#### Job A:
Please format every line of the records below as a JSON list of strings, one string per line, with blank lines omitted.

#### Document extract:
_ _ _ _
Christian // Artist // Here be my online diary of my art, thoughts, & all that's good, true, & beautiful // Life forever changed by LOTR + Narnia + Little White Horse + Call It Courage

Imaginary Book Recs Cover Thoughts: Round One

Two Passengers on the Last Train by A.G. Benedict: Obscure English literary fiction from the 1920s. I read it as a Gutenberg ebook, but the original cover was one of those clothbound classics with silhouette images. Any modern-day reprints are by very small publishing houses that provide minimal, low-budget covers using old illustrations (something like this version of Manalive.)

Song of the Seafolk by Marjorie A. Penrose: American children's fantasy from 1954, with illustrated cover typical of the era. Has had rerelease covers in subsequent decades (including one very nice painted cover from the '90s).

Bright Folly by Glorya M. Hayers: 1930s comedy mystery. Most representative cover is the mass-market paperback that looks like the more cartoony covers of Wimsey novels (like the editions that contain this version of Gaudy Night), though with a bit more of a sunny Wodehouse twist.
_ _ _ _
#### Records for the task:
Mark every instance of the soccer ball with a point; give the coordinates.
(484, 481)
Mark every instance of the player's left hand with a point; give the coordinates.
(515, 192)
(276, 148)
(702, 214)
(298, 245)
_ _ _ _
#### Job B:
According to the imaginary book recommendations post, in what year was Song of the Seafolk published?

#### Complete answer A:
[
  "Mark every instance of the soccer ball with a point; give the coordinates.",
  "(484, 481)",
  "Mark every instance of the player's left hand with a point; give the coordinates.",
  "(515, 192)",
  "(276, 148)",
  "(702, 214)",
  "(298, 245)"
]

#### Complete answer B:
1954